> **Set of tasks**:
**a.** Answer these questions about the TRC report excerpt on the Umtata raid:
(i) On what date were the five youths shot dead in the raid?
(ii) Which unit carried out the strike, and who commanded it?
(iii) According to the police docket, how many cartridges and projectiles were found in the house?
**b.** Reproduce the TRC report excerpt on the Umtata raid word for word from "78 On 8 October" to "launch such attacks.".
**c.** Write the next part of the TRC report excerpt on the Umtata raid, starting after its final sentence.

> **Source text**:
SABC News | Sport | TV | Radio | Education | TV Licenses | Contact Us
 

TRC Final Report

Page Number (Original) 600

Paragraph Numbers 78 to 99

Volume 2

Chapter 7

Subsection 7

Raids

78 On 8 October 1993, five sleeping youths including two twelve-year-old children were shot dead in a SADF raid on an alleged APLA base at the Mpendulo residence in the Northcrest suburb of Umtata. A press statement released by the then Minister of Defence HJ ‘Kobie’ Coetsee a week later stated that the raid was based on intelligence provided by three suspects in detention. Ostensibly the raid was to pre-empt attacks on civilians by APLA operatives, allegedly using the Transkei as a base from which to launch such attacks.

79 General Georg Meiring, chief of the army at the time of the attack, said in a section 29 investigative enquiry that more than fifty APLA attacks had been launched across the Transkei border in the period preceding October 1993 and that the role of the Transkei in providing both a safe haven for the APLA high command and APLA operatives, and in providing military training, had been confirmed by a Goldstone Commission enquiry. The State Security Council (SSC) had discussed the situation in August 1993. During September, the SADF received information from the SAP regarding the use of the Mpendulo residence as an APLA arms facility and base from which attacks in the Eastern and Western Cape were launched. According to this intelligence, some eighteen APLA operatives stayed at the house.

80 General Meiring indicated that he relied on then director of operations Brigadier Castleman, and a senior staff officer for intelligence, Colonel Gibson for the planning of the operation. With the approval of Minister Coetsee, an army reconnaissance mission was launched on 2 October 1993. This confirmed the SAP’s intelligence but, on Meiring’s admission, was unable to confirm whether weapons were indeed stored there. Further, the reconnaissance mission withdrew at approximately 20h00 on 7 October, hours after authority had been given “to conduct a limited strike on the house” in order “to neutralise the target”. This authorisation emanated from a meeting of the SSC attended by, inter alia, Ministers Kriel, Coetsee, Pik Botha and then State President FW de Klerk.

81 The strike was conducted by the 45 Parachute Brigade, under the command of Colonel Hannes Venter. According to Meiring,

the attacking force … left their base at 20h00 ... by road and crossed the border at about midnight. The attack took place on 080245 bravo (02h00). When the attacking force reached the house, the house was dark … The door was kicked open and because of security reasons, they did not switch on the lights ... but used flash lights, they were prepared to find as many as twelve people. There were actually only five persons in the house and all were killed because they reacted hostilely (sic).

82 Asked to explain what he meant by “hostilely”, Meiring said that one of the youths had sat up with a weapon in his hand. While the operatives had been given instructions to incur minimum loss of life, they were also told to avoid endangering themselves and, in this respect, had a license to shoot. Asked whether such a license included a license to shoot to kill, Meiring replied: “...a soldier is never trained [to do] anything but shoot to kill. There is no way of asking how to shoot, you shoot for effect if you do shoot”. The police docket indicates that seventy-eight cartridges and twenty-six projectiles were found in the house. Four of the five victims were shot in the head.

> **Record list**:

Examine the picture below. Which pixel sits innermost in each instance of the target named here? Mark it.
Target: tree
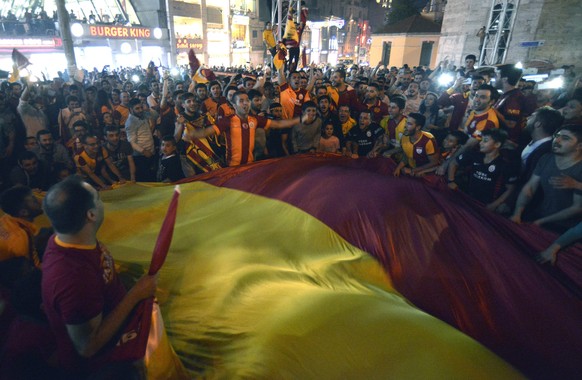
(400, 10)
---
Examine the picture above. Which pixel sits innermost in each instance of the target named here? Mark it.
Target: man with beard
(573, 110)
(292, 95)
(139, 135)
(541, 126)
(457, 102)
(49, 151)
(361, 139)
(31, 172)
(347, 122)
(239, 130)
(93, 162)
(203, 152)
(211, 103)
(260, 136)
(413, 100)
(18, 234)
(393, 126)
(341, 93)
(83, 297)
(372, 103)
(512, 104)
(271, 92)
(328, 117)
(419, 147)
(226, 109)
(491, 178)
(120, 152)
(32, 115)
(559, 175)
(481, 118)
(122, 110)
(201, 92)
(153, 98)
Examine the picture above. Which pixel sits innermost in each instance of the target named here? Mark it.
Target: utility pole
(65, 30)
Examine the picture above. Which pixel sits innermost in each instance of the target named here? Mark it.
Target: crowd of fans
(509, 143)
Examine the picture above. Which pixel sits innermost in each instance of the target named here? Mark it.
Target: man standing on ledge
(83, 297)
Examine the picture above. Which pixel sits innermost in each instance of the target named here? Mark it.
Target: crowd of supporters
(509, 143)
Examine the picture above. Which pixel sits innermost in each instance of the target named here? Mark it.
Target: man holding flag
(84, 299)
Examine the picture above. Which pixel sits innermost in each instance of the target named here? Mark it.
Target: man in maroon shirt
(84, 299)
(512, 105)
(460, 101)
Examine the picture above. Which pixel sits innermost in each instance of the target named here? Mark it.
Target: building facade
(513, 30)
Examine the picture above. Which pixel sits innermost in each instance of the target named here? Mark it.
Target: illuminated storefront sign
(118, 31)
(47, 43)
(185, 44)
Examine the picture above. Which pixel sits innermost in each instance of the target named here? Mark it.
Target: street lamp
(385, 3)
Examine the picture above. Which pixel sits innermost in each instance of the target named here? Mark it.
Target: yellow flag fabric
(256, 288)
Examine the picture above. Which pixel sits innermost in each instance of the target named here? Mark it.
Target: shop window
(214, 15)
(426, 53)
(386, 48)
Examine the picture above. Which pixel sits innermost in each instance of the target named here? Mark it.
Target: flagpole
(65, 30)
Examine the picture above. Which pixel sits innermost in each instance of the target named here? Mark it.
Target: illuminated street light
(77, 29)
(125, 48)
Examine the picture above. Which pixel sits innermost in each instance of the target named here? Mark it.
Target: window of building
---
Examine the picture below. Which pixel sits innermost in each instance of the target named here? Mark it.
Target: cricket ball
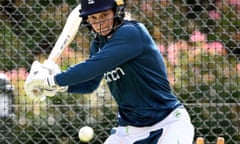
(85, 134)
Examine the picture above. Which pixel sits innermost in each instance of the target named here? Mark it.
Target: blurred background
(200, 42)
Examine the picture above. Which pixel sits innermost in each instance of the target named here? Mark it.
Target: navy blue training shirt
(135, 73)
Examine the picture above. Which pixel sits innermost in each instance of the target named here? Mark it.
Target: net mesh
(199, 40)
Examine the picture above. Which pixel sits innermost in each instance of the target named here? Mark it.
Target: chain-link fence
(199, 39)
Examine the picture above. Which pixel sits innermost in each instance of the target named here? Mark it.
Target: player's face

> **Answers for this exercise**:
**a.**
(i) 8 October 1993.
(ii) The 45 Parachute Brigade, under the command of Colonel Hannes Venter.
(iii) Seventy-eight cartridges and twenty-six projectiles.

**b.**
78 On 8 October 1993, five sleeping youths including two twelve-year-old children were shot dead in a SADF raid on an alleged APLA base at the Mpendulo residence in the Northcrest suburb of Umtata. A press statement released by the then Minister of Defence HJ ‘Kobie’ Coetsee a week later stated that the raid was based on intelligence provided by three suspects in detention. Ostensibly the raid was to pre-empt attacks on civilians by APLA operatives, allegedly using the Transkei as a base from which to launch such attacks.

**c.**
83 After the shooting, a few weapons were allegedly found, together with some documentation. However, while the attacking team confirmed the existence of a reinforced storage room outside, supposedly for weapons, the expected weapons cache did not materialise. Further, in the furore that followed the raid, lawyers for the family arranged for an international US forensic expert to examine the seized weapons. The SADF has thus far failed to produce such weapons.

84 The following people were killed in the raid: Mzwandile Mfeya (12 years), Sandiso Yose (12 years), twins Samora and Sadat Mpendulo (16 years) and Thando Mtembu (17 years).

85 In 1995, the Government of National Unity issued the following statement, drawn up according to Minister of Justice Dullah Omar in consultation with President Mandela and Deputy President FW de Klerk:

The raid on the house in Umtata was authorised on the strength of the intelligence provided by the security forces, that it was being used as an armed cache for attacks against civilians in other parts of South Africa. That information was inaccurate at the time of the operation and the killing of the youthful occupants was unjustified and inexcusable.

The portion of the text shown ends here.